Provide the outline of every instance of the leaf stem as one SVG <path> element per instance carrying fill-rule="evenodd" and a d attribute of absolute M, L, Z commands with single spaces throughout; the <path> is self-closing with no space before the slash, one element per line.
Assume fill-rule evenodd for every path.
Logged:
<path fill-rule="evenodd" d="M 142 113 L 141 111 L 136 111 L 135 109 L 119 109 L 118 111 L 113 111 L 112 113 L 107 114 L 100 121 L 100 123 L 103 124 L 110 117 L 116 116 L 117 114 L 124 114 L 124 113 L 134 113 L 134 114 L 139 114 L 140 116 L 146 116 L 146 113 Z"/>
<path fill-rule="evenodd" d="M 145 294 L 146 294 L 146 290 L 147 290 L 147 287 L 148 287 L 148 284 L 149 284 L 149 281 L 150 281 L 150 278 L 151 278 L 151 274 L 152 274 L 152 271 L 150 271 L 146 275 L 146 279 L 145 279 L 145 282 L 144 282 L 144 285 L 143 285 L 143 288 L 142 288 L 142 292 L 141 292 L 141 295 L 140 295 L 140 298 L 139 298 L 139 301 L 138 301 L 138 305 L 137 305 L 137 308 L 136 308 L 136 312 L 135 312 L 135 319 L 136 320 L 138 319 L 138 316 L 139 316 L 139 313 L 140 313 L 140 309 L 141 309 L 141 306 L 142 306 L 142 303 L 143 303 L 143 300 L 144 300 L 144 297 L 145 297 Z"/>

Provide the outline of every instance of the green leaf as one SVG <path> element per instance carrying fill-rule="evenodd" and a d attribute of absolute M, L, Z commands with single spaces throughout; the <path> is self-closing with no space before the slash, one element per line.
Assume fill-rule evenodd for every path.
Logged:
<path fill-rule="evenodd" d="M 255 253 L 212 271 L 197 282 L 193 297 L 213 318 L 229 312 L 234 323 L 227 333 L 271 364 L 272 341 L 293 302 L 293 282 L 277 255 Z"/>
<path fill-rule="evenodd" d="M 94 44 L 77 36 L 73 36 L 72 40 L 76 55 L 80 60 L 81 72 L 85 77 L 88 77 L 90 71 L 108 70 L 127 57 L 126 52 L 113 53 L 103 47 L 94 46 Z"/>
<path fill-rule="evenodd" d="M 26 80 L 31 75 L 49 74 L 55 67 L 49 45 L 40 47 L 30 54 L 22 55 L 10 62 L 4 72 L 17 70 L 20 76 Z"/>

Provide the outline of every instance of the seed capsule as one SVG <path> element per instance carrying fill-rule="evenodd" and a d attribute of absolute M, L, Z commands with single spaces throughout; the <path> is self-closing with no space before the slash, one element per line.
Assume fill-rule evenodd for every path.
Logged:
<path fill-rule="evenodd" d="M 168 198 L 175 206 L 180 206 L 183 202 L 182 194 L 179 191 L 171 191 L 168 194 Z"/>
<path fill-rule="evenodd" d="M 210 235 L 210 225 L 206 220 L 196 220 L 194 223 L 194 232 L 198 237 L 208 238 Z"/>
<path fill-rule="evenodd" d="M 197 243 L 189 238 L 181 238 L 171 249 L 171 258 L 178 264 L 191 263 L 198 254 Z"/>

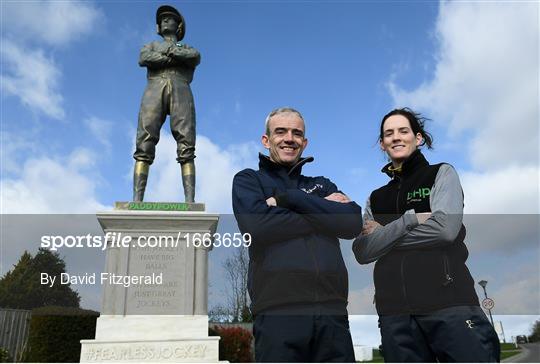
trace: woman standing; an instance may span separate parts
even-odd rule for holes
[[[377,261],[375,304],[386,362],[498,362],[499,340],[465,265],[463,192],[454,168],[430,165],[420,114],[396,109],[379,142],[390,182],[367,200],[353,244],[360,264]]]

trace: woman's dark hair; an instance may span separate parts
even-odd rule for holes
[[[381,127],[380,127],[380,131],[379,131],[379,141],[382,140],[382,138],[383,138],[384,122],[386,121],[386,119],[388,119],[390,116],[393,116],[393,115],[405,116],[407,118],[407,120],[409,120],[409,124],[411,124],[411,129],[412,129],[414,135],[416,135],[416,133],[420,133],[420,135],[422,135],[423,140],[422,140],[422,143],[420,144],[420,146],[427,145],[428,149],[433,149],[433,146],[432,146],[433,145],[433,137],[431,136],[430,133],[428,133],[424,129],[425,122],[430,120],[430,119],[423,117],[420,113],[414,112],[411,109],[409,109],[408,107],[404,107],[402,109],[394,109],[394,110],[390,111],[388,114],[384,115],[384,117],[383,117],[383,119],[381,121]]]

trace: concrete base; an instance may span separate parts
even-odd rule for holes
[[[96,340],[176,340],[207,336],[207,315],[101,315],[96,322]]]
[[[219,216],[204,212],[114,210],[97,214],[109,245],[105,272],[162,276],[162,282],[106,284],[95,340],[81,340],[81,362],[218,362],[208,336],[208,252],[192,234],[214,234]],[[122,246],[171,237],[174,246]]]
[[[354,345],[354,357],[356,361],[372,361],[373,348],[366,345]]]
[[[218,362],[219,337],[177,340],[81,340],[81,363]]]

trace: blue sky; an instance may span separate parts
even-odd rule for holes
[[[131,198],[137,60],[159,39],[160,4],[2,2],[2,213],[94,213]],[[379,121],[410,106],[433,119],[426,154],[456,167],[467,213],[538,214],[536,2],[171,4],[202,54],[192,90],[197,200],[209,211],[230,213],[232,176],[256,166],[264,119],[285,105],[306,119],[315,162],[304,172],[363,206],[386,183]],[[182,196],[174,150],[166,123],[147,200]],[[469,266],[504,312],[538,315],[538,224],[510,219],[471,229]],[[12,244],[2,239],[2,274],[20,255]],[[347,263],[362,277],[352,294],[368,297],[371,268]],[[532,274],[508,278],[520,269]]]

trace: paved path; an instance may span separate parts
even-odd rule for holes
[[[540,362],[540,343],[520,344],[522,352],[511,356],[503,363],[538,363]]]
== == ==
EXERCISE PROMPT
Without the pictures, write out the whole listing above exactly as it appears.

ANSWER SPACE
Provide the outline of every instance of the leaf stem as one SVG <path> element per instance carrying fill-rule="evenodd" and a d attribute of absolute M, L, Z commands with single spaces throughout; the <path> is self-closing with no space before the slash, one element per line.
Assume fill-rule evenodd for every path.
Logged:
<path fill-rule="evenodd" d="M 142 113 L 141 111 L 136 111 L 135 109 L 119 109 L 118 111 L 113 111 L 112 113 L 107 114 L 100 121 L 100 123 L 103 124 L 110 117 L 116 116 L 117 114 L 124 114 L 124 113 L 134 113 L 134 114 L 139 114 L 140 116 L 146 116 L 146 113 Z"/>
<path fill-rule="evenodd" d="M 145 294 L 146 294 L 146 290 L 147 290 L 147 287 L 148 287 L 148 284 L 149 284 L 149 281 L 150 281 L 150 278 L 151 278 L 151 274 L 152 274 L 152 271 L 150 271 L 146 275 L 146 279 L 145 279 L 145 282 L 144 282 L 144 285 L 143 285 L 143 288 L 142 288 L 142 292 L 141 292 L 141 295 L 140 295 L 140 298 L 139 298 L 139 301 L 138 301 L 138 305 L 137 305 L 137 308 L 136 308 L 136 312 L 135 312 L 135 319 L 136 320 L 138 319 L 138 316 L 139 316 L 139 313 L 140 313 L 140 309 L 141 309 L 141 306 L 142 306 L 142 303 L 143 303 L 143 300 L 144 300 L 144 297 L 145 297 Z"/>

Provide the outline of every instance of the green leaf as one SVG <path> element per instance carrying fill-rule="evenodd" and a d attribute of absolute M, L, Z commands with single spaces throughout; the <path> is self-closing with no space before the slash, one element per line.
Assume fill-rule evenodd for every path.
Logged:
<path fill-rule="evenodd" d="M 255 253 L 212 271 L 197 282 L 193 297 L 213 318 L 229 312 L 234 323 L 227 333 L 271 364 L 272 341 L 293 302 L 293 282 L 277 255 Z"/>
<path fill-rule="evenodd" d="M 94 44 L 77 36 L 73 36 L 72 40 L 76 55 L 80 60 L 81 72 L 85 77 L 88 77 L 90 71 L 108 70 L 127 57 L 126 52 L 113 53 L 103 47 L 94 46 Z"/>
<path fill-rule="evenodd" d="M 26 80 L 31 75 L 49 74 L 55 67 L 49 45 L 40 47 L 30 54 L 22 55 L 10 62 L 4 72 L 17 70 L 20 76 Z"/>

Provide the outline of every instance of the seed capsule as one SVG <path> element per instance carrying fill-rule="evenodd" and a d attribute of absolute M, L, Z commands with single spaces throughout; the <path> is self-closing with no space before the slash, one element per line.
Assume fill-rule evenodd for every path.
Logged:
<path fill-rule="evenodd" d="M 168 198 L 175 206 L 180 206 L 183 202 L 182 194 L 179 191 L 171 191 L 168 194 Z"/>
<path fill-rule="evenodd" d="M 210 235 L 210 225 L 206 220 L 196 220 L 194 223 L 194 232 L 198 237 L 208 238 Z"/>
<path fill-rule="evenodd" d="M 197 243 L 189 238 L 181 238 L 171 249 L 171 258 L 178 264 L 191 263 L 198 254 Z"/>

trace: woman standing; an instance may span separate parts
even-odd rule for holes
[[[377,261],[375,304],[386,362],[498,362],[499,340],[465,265],[463,192],[454,168],[430,165],[420,114],[396,109],[379,142],[390,182],[367,200],[353,244],[360,264]]]

trace: woman's dark hair; an instance may span separate parts
even-odd rule for holes
[[[381,127],[380,127],[380,131],[379,131],[379,141],[382,140],[382,138],[383,138],[384,122],[386,121],[386,119],[388,119],[390,116],[393,116],[393,115],[405,116],[407,118],[407,120],[409,120],[409,124],[411,124],[411,129],[412,129],[414,135],[416,135],[416,133],[420,133],[420,135],[422,135],[423,140],[422,140],[422,143],[420,144],[420,146],[427,145],[428,149],[433,149],[433,146],[432,146],[433,145],[433,137],[431,136],[430,133],[428,133],[424,129],[425,122],[430,120],[430,119],[423,117],[420,113],[414,112],[411,109],[409,109],[408,107],[404,107],[402,109],[394,109],[394,110],[390,111],[388,114],[384,115],[384,117],[383,117],[383,119],[381,121]]]

trace: concrete base; an instance may span separate parts
even-odd rule for holes
[[[96,340],[176,340],[207,336],[207,315],[101,315],[96,322]]]
[[[219,216],[204,212],[114,210],[97,214],[109,245],[105,272],[162,276],[162,282],[106,284],[95,340],[81,340],[81,362],[218,362],[208,336],[208,252],[192,234],[214,234]],[[122,246],[171,237],[174,246]]]
[[[354,345],[354,357],[356,361],[372,361],[373,348],[366,345]]]
[[[218,362],[219,337],[177,340],[81,340],[81,363]]]

trace: blue sky; an instance may span separate parts
even-odd rule for holes
[[[131,198],[137,60],[159,39],[160,4],[2,2],[2,213],[94,213]],[[379,121],[410,106],[433,119],[426,154],[456,167],[467,213],[538,214],[536,2],[171,4],[202,54],[192,90],[197,200],[209,211],[230,213],[232,176],[256,166],[264,119],[285,105],[306,119],[315,162],[304,172],[363,206],[386,183]],[[182,196],[174,150],[166,123],[147,200]],[[469,266],[504,312],[538,315],[538,224],[510,219],[471,229]],[[12,244],[2,239],[2,274],[20,255]],[[347,263],[362,277],[352,294],[368,297],[371,268]],[[532,274],[508,278],[520,269]]]

trace: paved path; an instance may span separate parts
even-odd rule for holes
[[[540,362],[540,343],[520,344],[522,352],[511,356],[503,363],[538,363]]]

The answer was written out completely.